>> BEGIN Recorded data

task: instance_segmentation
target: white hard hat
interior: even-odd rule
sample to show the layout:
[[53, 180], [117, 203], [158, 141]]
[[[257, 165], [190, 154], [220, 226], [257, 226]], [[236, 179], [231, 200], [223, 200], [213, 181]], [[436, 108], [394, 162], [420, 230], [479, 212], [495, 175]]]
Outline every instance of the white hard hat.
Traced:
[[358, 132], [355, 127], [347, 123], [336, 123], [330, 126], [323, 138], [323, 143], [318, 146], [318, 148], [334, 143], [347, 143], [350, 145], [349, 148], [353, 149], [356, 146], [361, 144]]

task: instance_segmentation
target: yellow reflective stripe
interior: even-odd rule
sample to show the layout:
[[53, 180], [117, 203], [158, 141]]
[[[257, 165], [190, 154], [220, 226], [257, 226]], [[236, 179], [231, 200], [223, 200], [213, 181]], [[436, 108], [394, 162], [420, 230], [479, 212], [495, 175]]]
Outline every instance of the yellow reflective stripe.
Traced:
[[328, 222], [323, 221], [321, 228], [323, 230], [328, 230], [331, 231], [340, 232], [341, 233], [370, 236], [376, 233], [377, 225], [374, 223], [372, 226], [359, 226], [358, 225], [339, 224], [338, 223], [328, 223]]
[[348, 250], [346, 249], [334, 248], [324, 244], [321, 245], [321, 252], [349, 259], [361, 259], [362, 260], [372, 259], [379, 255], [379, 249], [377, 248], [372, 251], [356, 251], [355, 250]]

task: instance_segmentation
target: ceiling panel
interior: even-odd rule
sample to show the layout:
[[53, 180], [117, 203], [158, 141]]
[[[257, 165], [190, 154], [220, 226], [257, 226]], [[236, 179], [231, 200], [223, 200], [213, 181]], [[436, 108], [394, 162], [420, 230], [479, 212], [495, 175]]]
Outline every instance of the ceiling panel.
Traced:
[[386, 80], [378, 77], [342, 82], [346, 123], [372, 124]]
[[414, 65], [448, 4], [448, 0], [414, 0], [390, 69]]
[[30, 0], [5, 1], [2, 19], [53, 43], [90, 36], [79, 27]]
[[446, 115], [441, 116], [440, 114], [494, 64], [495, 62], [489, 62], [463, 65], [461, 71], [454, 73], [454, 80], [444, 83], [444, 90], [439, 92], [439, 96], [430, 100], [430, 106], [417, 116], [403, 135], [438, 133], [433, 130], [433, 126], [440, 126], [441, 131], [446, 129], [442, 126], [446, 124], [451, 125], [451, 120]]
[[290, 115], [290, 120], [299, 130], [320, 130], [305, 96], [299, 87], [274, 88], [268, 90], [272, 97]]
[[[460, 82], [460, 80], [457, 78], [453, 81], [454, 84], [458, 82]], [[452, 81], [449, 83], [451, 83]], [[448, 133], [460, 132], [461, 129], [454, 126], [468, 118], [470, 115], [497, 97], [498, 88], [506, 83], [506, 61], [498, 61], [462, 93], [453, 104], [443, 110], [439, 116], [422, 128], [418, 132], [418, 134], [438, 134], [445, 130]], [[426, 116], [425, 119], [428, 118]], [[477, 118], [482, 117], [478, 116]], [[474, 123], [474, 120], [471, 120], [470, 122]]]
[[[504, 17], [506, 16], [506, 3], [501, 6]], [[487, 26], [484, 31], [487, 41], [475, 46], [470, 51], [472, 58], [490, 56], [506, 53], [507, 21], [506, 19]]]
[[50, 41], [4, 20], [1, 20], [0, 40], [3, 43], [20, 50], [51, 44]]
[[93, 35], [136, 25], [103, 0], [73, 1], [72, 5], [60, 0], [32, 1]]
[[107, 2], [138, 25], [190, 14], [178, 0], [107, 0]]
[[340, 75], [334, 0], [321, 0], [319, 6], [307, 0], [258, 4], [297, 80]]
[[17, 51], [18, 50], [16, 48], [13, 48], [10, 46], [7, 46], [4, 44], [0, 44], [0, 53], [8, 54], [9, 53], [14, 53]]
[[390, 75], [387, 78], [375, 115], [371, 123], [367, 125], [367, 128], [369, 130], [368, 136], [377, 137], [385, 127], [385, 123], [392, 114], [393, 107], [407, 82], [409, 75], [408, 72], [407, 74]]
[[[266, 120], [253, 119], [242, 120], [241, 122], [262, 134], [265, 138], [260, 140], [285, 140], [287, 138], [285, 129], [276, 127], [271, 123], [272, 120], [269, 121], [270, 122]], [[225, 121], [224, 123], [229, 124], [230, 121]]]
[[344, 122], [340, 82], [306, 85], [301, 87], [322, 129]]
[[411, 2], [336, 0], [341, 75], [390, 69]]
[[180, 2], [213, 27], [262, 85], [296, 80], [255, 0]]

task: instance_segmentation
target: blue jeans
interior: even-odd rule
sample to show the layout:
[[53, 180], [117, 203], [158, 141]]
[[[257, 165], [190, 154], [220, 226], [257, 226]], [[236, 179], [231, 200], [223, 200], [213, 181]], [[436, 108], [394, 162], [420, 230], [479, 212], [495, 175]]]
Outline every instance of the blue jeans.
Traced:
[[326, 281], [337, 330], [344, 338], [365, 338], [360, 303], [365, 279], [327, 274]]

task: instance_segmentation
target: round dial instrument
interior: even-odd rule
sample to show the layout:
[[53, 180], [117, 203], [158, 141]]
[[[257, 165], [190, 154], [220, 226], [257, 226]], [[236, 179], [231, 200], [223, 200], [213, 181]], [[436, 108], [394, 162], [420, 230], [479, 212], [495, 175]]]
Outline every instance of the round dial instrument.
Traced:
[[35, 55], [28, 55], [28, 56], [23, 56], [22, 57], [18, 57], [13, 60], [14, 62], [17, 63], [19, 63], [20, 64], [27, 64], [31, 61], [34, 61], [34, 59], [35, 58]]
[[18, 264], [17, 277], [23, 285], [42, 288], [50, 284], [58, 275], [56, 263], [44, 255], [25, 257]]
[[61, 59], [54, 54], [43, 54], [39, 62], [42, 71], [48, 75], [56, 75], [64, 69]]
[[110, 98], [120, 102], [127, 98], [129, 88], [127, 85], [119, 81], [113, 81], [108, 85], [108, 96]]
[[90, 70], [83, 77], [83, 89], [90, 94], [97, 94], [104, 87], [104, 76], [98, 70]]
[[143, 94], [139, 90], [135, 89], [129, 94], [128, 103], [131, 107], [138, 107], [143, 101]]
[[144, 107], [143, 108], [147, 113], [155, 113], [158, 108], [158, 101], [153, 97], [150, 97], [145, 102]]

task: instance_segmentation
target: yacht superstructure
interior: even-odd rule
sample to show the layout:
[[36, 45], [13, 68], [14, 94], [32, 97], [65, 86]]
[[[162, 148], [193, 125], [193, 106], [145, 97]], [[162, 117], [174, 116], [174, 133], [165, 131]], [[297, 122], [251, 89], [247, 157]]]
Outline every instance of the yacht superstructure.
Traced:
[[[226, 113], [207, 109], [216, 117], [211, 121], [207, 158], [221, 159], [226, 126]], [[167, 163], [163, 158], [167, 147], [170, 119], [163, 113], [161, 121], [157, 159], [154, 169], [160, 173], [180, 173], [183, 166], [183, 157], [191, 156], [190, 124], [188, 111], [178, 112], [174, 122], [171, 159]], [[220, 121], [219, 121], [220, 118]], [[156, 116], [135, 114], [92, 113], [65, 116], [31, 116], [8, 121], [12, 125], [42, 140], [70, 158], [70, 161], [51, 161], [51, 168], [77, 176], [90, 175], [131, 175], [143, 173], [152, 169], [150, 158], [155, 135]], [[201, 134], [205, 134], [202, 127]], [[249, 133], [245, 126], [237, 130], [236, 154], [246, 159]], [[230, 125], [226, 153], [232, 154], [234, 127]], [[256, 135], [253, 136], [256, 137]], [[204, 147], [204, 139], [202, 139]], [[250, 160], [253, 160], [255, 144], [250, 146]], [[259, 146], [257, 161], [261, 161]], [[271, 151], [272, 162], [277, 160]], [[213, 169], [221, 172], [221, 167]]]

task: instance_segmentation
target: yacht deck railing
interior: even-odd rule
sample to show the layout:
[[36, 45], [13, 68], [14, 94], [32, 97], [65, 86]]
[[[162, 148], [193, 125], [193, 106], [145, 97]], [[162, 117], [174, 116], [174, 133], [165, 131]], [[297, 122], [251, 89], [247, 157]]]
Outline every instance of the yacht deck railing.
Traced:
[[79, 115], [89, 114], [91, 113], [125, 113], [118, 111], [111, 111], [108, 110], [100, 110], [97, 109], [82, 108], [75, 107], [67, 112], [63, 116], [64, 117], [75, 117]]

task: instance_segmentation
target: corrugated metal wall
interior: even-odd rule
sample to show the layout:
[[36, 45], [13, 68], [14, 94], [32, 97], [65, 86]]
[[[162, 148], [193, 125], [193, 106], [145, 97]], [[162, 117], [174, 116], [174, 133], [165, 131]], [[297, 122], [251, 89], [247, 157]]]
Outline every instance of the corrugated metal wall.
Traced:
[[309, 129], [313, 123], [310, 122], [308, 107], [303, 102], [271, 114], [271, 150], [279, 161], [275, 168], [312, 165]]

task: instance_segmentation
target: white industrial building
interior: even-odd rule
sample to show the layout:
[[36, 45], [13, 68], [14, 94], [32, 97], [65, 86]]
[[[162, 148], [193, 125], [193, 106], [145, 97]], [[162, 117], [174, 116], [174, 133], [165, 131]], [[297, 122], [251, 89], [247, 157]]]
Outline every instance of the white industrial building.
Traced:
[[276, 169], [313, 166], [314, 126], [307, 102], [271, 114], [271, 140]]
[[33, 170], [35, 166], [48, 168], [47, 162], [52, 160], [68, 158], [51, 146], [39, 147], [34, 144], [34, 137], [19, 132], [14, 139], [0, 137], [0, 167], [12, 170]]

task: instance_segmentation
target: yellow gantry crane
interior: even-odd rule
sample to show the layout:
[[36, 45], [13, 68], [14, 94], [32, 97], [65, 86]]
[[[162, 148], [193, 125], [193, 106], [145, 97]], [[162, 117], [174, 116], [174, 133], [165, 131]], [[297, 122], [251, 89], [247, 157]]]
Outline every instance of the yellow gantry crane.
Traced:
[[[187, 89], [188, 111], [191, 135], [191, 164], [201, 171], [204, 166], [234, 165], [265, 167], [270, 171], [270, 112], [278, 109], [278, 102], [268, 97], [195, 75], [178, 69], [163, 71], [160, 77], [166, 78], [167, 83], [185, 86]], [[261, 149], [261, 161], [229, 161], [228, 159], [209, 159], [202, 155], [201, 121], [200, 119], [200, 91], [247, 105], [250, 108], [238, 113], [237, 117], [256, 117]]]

>> END Recorded data

__Task to carry out__. Reproduce the rows from their start up to and including the line containing "146], [361, 144]]", keeping the requests. Offset every coordinate in the traced outlines by 64, but leave the requests and their layout samples unchanged.

__Response below__.
task: instance_segmentation
target: white hard hat
interior: even-odd rule
sample to show the layout:
[[53, 180], [117, 203], [158, 141]]
[[[257, 165], [190, 154], [220, 226], [257, 226]], [[236, 179], [231, 200], [223, 200], [213, 181]], [[436, 108], [394, 162], [420, 230], [479, 212], [495, 175]]]
Outline every instance of the white hard hat.
Traced:
[[422, 196], [419, 191], [411, 187], [400, 187], [394, 190], [387, 202], [387, 207], [382, 210], [382, 212], [398, 207], [411, 207], [414, 209], [413, 212], [417, 213], [420, 210], [425, 208]]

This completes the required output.